[Dataset records]
···

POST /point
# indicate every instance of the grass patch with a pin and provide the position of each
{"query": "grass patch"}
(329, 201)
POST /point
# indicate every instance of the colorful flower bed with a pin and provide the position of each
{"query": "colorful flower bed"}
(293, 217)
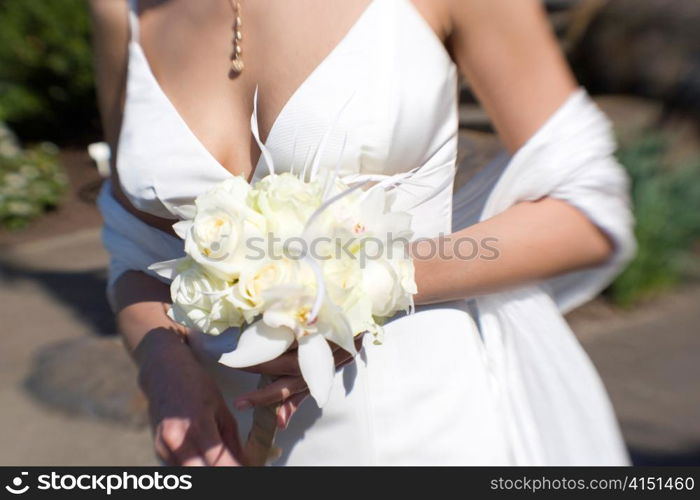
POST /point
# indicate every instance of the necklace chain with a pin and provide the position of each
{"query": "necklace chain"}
(237, 53)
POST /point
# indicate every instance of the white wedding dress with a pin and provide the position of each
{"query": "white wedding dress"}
(496, 380)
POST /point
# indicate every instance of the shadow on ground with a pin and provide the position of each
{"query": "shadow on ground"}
(81, 292)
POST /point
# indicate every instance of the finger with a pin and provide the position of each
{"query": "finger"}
(286, 364)
(276, 392)
(289, 408)
(176, 437)
(228, 428)
(210, 444)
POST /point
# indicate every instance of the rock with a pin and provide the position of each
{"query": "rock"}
(649, 48)
(89, 376)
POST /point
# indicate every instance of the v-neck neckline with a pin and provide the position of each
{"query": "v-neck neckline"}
(324, 62)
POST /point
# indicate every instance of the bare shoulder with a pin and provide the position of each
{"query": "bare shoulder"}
(508, 53)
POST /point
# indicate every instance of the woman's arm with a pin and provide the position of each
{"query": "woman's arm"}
(191, 423)
(507, 51)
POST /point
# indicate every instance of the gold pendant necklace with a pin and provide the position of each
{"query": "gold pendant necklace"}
(237, 54)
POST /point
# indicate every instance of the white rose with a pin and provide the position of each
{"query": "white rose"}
(287, 202)
(249, 291)
(199, 301)
(389, 284)
(223, 225)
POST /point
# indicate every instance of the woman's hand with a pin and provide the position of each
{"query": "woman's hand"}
(289, 387)
(191, 423)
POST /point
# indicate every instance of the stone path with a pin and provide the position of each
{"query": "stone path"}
(51, 293)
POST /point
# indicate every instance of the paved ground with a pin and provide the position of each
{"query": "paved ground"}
(51, 292)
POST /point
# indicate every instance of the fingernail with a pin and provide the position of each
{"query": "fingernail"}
(281, 417)
(243, 404)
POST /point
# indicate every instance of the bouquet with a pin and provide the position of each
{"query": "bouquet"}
(290, 260)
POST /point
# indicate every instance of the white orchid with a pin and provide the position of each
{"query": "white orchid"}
(288, 318)
(326, 292)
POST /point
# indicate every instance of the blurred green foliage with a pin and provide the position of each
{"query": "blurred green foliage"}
(31, 182)
(46, 79)
(666, 200)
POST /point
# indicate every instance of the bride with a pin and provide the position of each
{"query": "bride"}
(486, 371)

···

[WHAT THE EXERCISE ASKS]
Without the pictures, copy out each entry exactly as it stands.

[SOLUTION FOR THIS TASK]
POST /point
# indicate every instance of the grass patch with a pin and provide the position of each
{"query": "grass patch"}
(329, 201)
POST /point
# indicate every instance of the colorful flower bed with a pin and provide the position of each
{"query": "colorful flower bed"}
(293, 217)
POST /point
# indicate every instance of the necklace chain with a pin and provide the position of each
{"query": "necklace chain"}
(237, 53)
POST /point
# indicate every instance of the white wedding dress with a pin and provide the position of each
{"query": "white wedding dress"}
(496, 380)
POST /point
# indicate every instance of the shadow on ground with a pin and provide the position of each
{"query": "shadow on ground"}
(81, 292)
POST /point
# indicate every instance of the finger with a pin and provide the position of each
{"query": "finger"}
(286, 364)
(276, 392)
(289, 408)
(176, 437)
(228, 428)
(210, 444)
POST /point
# indicate every instance of the rock with a pin and provide the position of each
{"query": "rock"}
(649, 48)
(89, 376)
POST /point
# indicate every instance of the v-neck neckline with a pin and provide the position of each
{"query": "v-neck neckline"}
(324, 62)
POST /point
# indicate every instance of the bare shoulder with a pin and provide the position of each
{"query": "bare shoulder"}
(508, 53)
POST /point
# indicate every instance of the woman's arm with a pin and provide the position of each
{"query": "woman's arm"}
(191, 423)
(507, 51)
POST /point
# indicate every instance of the gold pendant necklace with a pin and provide the position of each
{"query": "gold pendant necklace"}
(237, 54)
POST /point
# indicate every instance of the white rose with a pin and provide the position of each
{"query": "white rose"}
(287, 202)
(249, 291)
(199, 301)
(389, 284)
(223, 225)
POST /point
# indicate every instance of the woman's hand with a pin and provide the position of each
{"query": "woman's hand"}
(289, 387)
(191, 423)
POST /point
# indicate every instance of the stone path with a pin and provide the position of each
{"query": "stone path"}
(51, 293)
POST /point
# indicate every instance of the paved ground with a pin and provide the position of each
{"query": "paved ground"}
(51, 292)
POST /point
# indicate every instance of the fingernail with a pin and provide the position of each
{"query": "fingernail"}
(281, 417)
(243, 404)
POST /point
# indicate every instance of the bouquet with a pin and provide the position of each
{"query": "bouquet"}
(290, 260)
POST /point
# indicate every instance of the white orchid with a pin and provide the position of each
{"query": "white orchid"}
(288, 318)
(326, 292)
POST /point
# indicate every instance of the blurred green foliage with a pin and provide the position of each
{"query": "blurred green foliage"}
(31, 182)
(46, 79)
(666, 200)
POST /point
# indicate every instance of the bride with a pin and provide the position of each
{"query": "bride"}
(486, 371)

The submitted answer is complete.